From the article on Illinois health insurance enrollment, extract the passage starting at "The health care" and ending at "of 79 percent.", word for word.
──────── Selected extract
CHICAGO (AP) – More than 61,000 Illinois residents signed up for private insurance coverage in the first 3 months they were able to through the troubled HealthCare.gov website.
That’s 6,000 fewer than the federal government projected, but it’s evidence of the state’s increasing progress in getting people to enroll.
Enrollment figures released late Monday afternoon by the U.S. Department of Health and Human Services showed the pace of people signing up for private coverage between Oct. 1 and Dec. 28 picking up in the state and nationally: 2.2 million Americans have signed up, including 61,111 in Illinois.
The Obama administration had set a goal of signing up 7 million people under the federal health care law by the end of open enrollment season March 31. Online insurance shopping is a key part of the nation’s health care law.
Illinois is relying on the federal website because the Legislature didn’t approve a state-run marketplace. In October, when the website was barely working, only 1,370 Illinois residents managed to select a health plan and sign up.
The new figures mean an additional 59,741 people in Illinois made it through the process after repairs to the website were made, encouraged in part by a 10-day enrollment push in December.
But before the problems arose, the Obama administration had originally projected that 67,210 Illinois residents would sign up by the end of December.
Jennifer Koehler, the chief of Illinois’ insurance marketplace, said Monday the numbers were encouraging but noted “there’s still much more work to do to reach Illinois’ uninsured population.”
She said there is a “solid plan in place” to reach that population in the remaining weeks.
Consumers face a Wednesday deadline if they want to have coverage that starts Feb. 1, though enrollment continues through the end of March.
The health care law requires nearly every American to have insurance coverage or pay either a tax penalty of $95 or 1 percent of income, whichever is higher.
During the 3-month period in Illinois, there were 158,123 completed insurance applications representing a total of 246,993 individuals, according to the Department of Health and Human Services. Of those who have selected a plan, about 73 percent qualified for financial assistance, slightly lower than the national average of 79 percent.
Broken down by age groups, the percentage of Illinois residents who selected a marketplace plan was largely in line with the national average, except among those between the ages of 55 and 64. Nationally, 33 percent were in that age bracket; in Illinois, the number was stood at 37 percent.
Throughout the country – including Illinois – the fewest amount of people who signed up for insurance fell were ages 34 and under. Illinois will attempt to reach more of that market by targeting younger demographics in an upcoming marketing campaign, which includes Facebook and Twitter ads, Illinois insurance marketplace spokesman Mike Claffey told The Associated Press.
The health law also expands Medicaid in states that have chosen to do so. Illinois officials said Monday that more than 136,000 individuals enrolled in Medicaid coverage under one of the three different application methods: Cook County’s early enrollment program, an express enrollment program for food assistance recipients and the state’s new Medicaid eligibility website.
────────────────
──────── Given information
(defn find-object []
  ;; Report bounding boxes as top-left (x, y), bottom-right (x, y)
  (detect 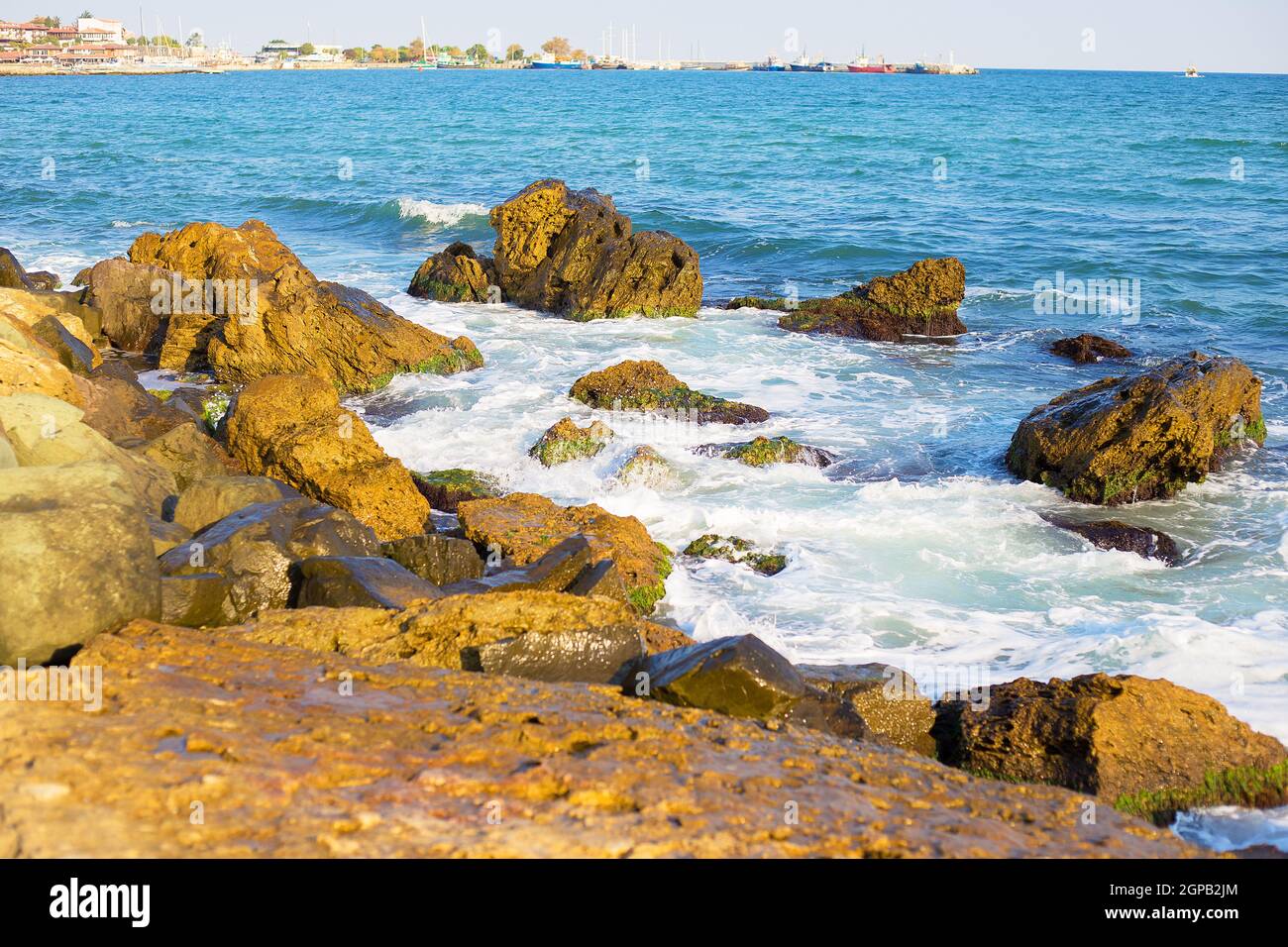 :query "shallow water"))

top-left (0, 71), bottom-right (1288, 845)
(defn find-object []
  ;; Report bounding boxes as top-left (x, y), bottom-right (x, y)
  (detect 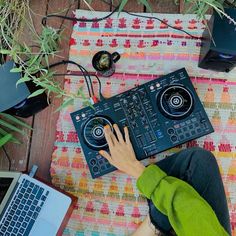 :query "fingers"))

top-left (104, 125), bottom-right (118, 147)
top-left (124, 126), bottom-right (130, 144)
top-left (99, 150), bottom-right (112, 163)
top-left (104, 125), bottom-right (114, 148)
top-left (113, 124), bottom-right (124, 143)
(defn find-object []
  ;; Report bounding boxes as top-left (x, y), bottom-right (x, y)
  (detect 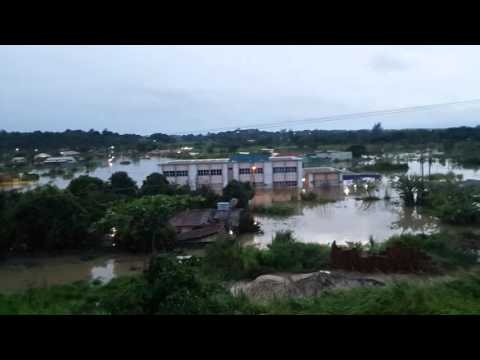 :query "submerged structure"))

top-left (159, 154), bottom-right (303, 190)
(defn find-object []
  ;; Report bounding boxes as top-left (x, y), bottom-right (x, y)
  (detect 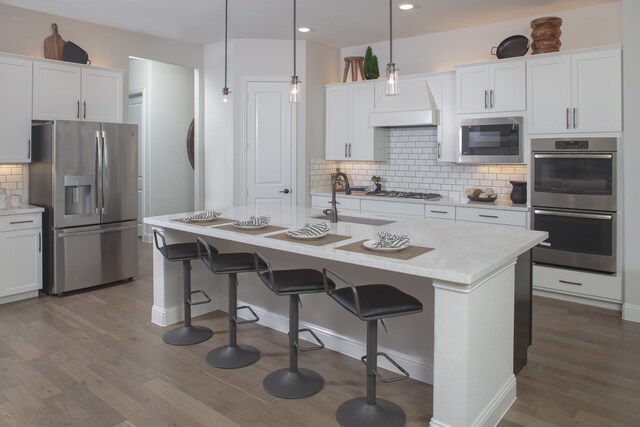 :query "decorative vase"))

top-left (509, 181), bottom-right (527, 205)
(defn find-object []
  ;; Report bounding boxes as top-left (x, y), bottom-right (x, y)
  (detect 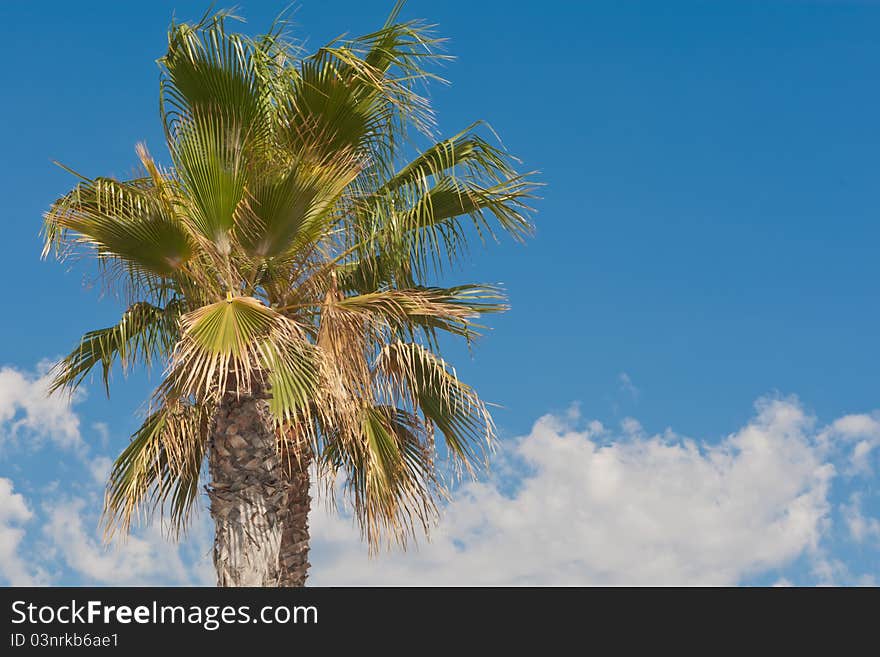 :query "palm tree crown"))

top-left (44, 10), bottom-right (534, 547)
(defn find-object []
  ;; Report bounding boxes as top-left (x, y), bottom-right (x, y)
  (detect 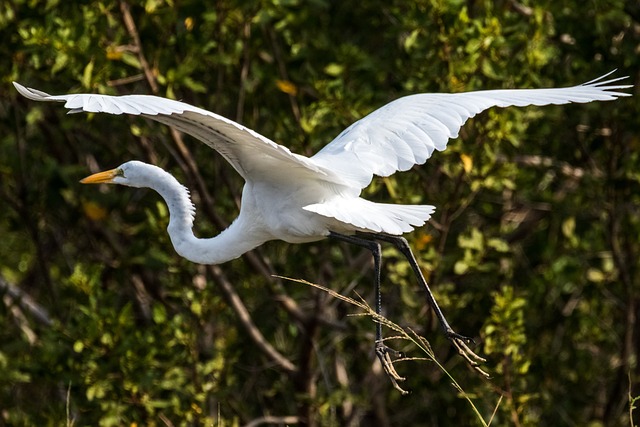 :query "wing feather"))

top-left (311, 70), bottom-right (631, 188)
top-left (13, 82), bottom-right (332, 184)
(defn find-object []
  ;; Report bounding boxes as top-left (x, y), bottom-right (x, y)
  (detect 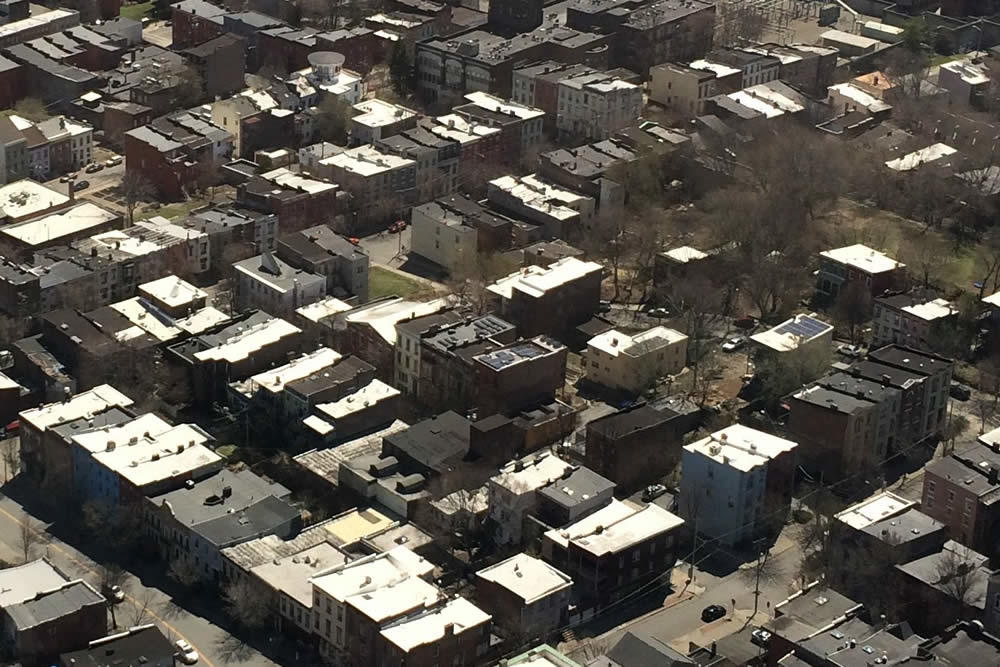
────────────────
Result of the exercise:
The health care law requires nearly every American to have insurance coverage or pay either a tax penalty of $95 or 1 percent of income, whichever is higher.
During the 3-month period in Illinois, there were 158,123 completed insurance applications representing a total of 246,993 individuals, according to the Department of Health and Human Services. Of those who have selected a plan, about 73 percent qualified for financial assistance, slightly lower than the national average of 79 percent.